* **Task description**: Will you write out all the entries below exactly?

Records excerpted from a collection

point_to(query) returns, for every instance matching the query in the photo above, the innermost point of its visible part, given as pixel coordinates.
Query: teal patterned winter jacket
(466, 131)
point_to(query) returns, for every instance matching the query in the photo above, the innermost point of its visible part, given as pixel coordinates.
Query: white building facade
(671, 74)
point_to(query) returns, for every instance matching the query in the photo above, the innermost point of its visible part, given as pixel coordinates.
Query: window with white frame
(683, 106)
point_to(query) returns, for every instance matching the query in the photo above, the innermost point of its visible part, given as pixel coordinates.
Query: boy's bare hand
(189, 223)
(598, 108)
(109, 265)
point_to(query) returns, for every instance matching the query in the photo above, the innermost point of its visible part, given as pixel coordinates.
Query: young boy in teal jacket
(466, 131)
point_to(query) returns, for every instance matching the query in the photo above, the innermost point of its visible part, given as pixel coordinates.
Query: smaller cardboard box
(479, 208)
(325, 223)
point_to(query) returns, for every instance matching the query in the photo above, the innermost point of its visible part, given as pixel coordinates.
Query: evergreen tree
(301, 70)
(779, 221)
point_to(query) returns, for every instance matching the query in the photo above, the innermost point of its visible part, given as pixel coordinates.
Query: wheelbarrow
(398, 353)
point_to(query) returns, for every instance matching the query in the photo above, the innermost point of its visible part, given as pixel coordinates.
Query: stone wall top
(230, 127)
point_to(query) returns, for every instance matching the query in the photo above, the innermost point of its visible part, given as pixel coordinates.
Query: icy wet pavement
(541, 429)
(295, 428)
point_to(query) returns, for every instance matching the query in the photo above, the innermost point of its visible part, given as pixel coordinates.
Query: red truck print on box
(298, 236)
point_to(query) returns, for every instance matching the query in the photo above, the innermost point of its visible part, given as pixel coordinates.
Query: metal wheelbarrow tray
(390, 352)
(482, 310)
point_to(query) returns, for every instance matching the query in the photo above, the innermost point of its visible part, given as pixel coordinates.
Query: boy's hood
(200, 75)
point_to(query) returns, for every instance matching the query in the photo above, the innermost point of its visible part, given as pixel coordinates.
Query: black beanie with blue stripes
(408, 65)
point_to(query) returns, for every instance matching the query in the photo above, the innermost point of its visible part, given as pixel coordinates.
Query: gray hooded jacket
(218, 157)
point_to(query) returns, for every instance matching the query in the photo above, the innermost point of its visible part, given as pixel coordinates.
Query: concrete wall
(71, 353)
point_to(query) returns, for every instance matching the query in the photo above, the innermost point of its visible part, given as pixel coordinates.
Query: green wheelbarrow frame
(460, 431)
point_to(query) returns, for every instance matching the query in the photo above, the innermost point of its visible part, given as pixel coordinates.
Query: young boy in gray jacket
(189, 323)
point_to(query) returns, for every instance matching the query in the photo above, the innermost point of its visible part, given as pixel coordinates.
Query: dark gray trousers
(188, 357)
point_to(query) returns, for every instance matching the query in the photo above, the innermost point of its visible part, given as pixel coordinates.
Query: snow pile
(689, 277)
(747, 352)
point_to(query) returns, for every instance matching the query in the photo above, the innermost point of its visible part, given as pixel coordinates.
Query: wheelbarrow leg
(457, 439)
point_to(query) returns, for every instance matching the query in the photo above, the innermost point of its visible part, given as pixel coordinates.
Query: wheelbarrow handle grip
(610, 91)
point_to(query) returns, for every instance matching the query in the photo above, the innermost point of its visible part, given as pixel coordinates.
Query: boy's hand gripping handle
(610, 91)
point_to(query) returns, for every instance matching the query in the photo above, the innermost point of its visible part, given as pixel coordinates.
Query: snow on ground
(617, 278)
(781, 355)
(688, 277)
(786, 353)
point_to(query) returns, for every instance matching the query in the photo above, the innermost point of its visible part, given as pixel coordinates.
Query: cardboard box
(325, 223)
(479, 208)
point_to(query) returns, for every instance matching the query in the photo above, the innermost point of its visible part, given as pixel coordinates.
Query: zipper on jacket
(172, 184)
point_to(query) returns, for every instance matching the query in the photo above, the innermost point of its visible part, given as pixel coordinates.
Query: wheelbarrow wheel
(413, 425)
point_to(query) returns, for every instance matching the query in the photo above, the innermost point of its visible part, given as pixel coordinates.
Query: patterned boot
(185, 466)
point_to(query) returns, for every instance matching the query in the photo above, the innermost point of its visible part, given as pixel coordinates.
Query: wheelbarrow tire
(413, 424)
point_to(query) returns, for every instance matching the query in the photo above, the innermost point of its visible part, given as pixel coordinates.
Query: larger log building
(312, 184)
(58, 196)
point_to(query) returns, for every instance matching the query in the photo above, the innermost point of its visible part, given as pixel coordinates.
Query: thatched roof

* **Your solution**:
point_to(query) returns, for every instance matching the query in the photo above, the innermost point of its visible part, given as pixel coordinates.
Query: teal patterned winter jacket
(466, 131)
point_to(query) returns, for every instance matching the query in the photo above, the innermost point of its visible part, given as pixel coordinates.
Query: white building facade
(671, 74)
point_to(query) returns, for every instance matching the query in the photo above, the innermost point of its visible part, given as pixel coordinates.
Query: window with white frame
(683, 106)
point_to(query) returns, for every instance matching the query in the photo above, the innermost point of its visible part, given as pixel coordinates.
Query: boy's bare hand
(189, 223)
(598, 108)
(109, 265)
point_to(query) returns, for every instance matching the query in the photo above, the innermost point of its visible part, given as pixel coordinates.
Query: young boy in teal jacket
(466, 131)
point_to(query) returns, for every instance matching the query in the photo above, the innermost point of its visible part, given as pixel coordinates.
Query: smaller cardboard box
(479, 208)
(325, 223)
point_to(query) returns, for every instance matching the query in the photo above, the innermost point of its visible part, given as pixel coordinates.
Query: evergreen tree
(301, 70)
(779, 221)
point_to(query) returns, for every instance matching the query in the photo above, the innermost point of its visible part, given as pixel coordinates.
Query: wheelbarrow
(398, 353)
point_to(query) returns, for every instance matching the query in the photo above, the innermost point of its visible part, given as pixel coordinates.
Query: stone wall top
(230, 127)
point_to(query) returns, for every instance matching the query in the photo above, the innermost point of its visible part, given as pixel coordinates.
Query: icy wet pavement
(541, 429)
(295, 428)
point_to(query) returns, for every instance matching the query in the photo above, the innermost point of its visible part, given as pixel coordinates.
Query: red truck print on box
(298, 236)
point_to(query) returns, for every instance matching the query in the photo above, the innermost point of its visible part, given as pixel coordinates.
Query: metal wheelbarrow tray
(390, 352)
(482, 310)
point_to(query) returns, for every instance matching the query in the photo above, the innermost point of its visible part, given as pixel coordinates.
Query: boy's hood
(200, 75)
point_to(query) returns, for every instance matching the query in the photo above, the innermost point of its visible part, given as pixel coordinates.
Query: black beanie with blue stripes
(408, 65)
point_to(query) returns, for every instance matching the query in the photo above, the innermost point of its visible part, given as pixel coordinates.
Query: gray hooded jacket
(218, 157)
point_to(query) returns, for every instance matching the query in the photo above, the innermost point of its visible part, given as pixel coordinates.
Query: concrete wall
(71, 353)
point_to(query) returns, for every instance matching the query in the photo above, the innermost point of its visible part, given as pixel coordinates.
Query: green wheelbarrow frame
(460, 431)
point_to(query) returns, for every instance matching the query in the photo above, the innermost point of its visible part, given as pixel coordinates.
Query: young boy in gray jacket
(189, 323)
point_to(query) returns, for every instance matching the query in the photo above, the innermost point of its visible part, given as pixel coordinates.
Query: dark gray trousers
(188, 357)
point_to(query) returns, for every instance matching the query in the photo above, the innermost point of its visible part, given as pixel coordinates.
Query: snow pile
(689, 277)
(747, 352)
point_to(query) returns, for every instance matching the query in the photo above, the innermost point of its visible part, given as pixel coordinates.
Query: wheelbarrow leg
(457, 439)
point_to(query) returns, for every instance matching the query in the photo above, the innermost point of its visible part, given as pixel coordinates.
Query: wheelbarrow handle grip
(610, 91)
point_to(query) returns, for every instance matching the query in the photo above, the innermost point of its visible part, given as pixel coordinates.
Query: boy's hand gripping handle
(610, 91)
point_to(query) returns, for every instance matching the query in the photo above, the innermost point of its visible part, given as pixel coordinates.
Query: snow on ground
(617, 278)
(781, 355)
(688, 277)
(786, 353)
point_to(query) returns, for every instance matching the query in the photo above, the innermost point of its visible part, given as pixel coordinates.
Query: cardboard box
(325, 223)
(479, 208)
point_to(query) returns, for every instance matching the query in the photo above, the innermost point of its visible part, given as pixel coordinates.
Query: zipper on jacket
(172, 184)
point_to(query) returns, for every instance matching the query in the photo above, the innermost point of its visible part, given as pixel coordinates.
Query: wheelbarrow wheel
(413, 425)
point_to(query) returns, for every instance matching the query in the photo above, the innermost point of its visible part, given as pixel coordinates.
Query: patterned boot
(185, 466)
point_to(query) returns, for every instance matching the query in the photo above, the innermost point of its visible part, given as pixel coordinates.
Query: wheelbarrow tire
(413, 424)
point_to(query) returns, for every instance matching the query in the photo above, the innermost point of its visible part, given as pixel coordinates.
Query: larger log building
(312, 184)
(58, 196)
point_to(query) returns, for every instance matching the query in the photo above, the innermost point of its visible part, given as pixel coordinates.
Query: thatched roof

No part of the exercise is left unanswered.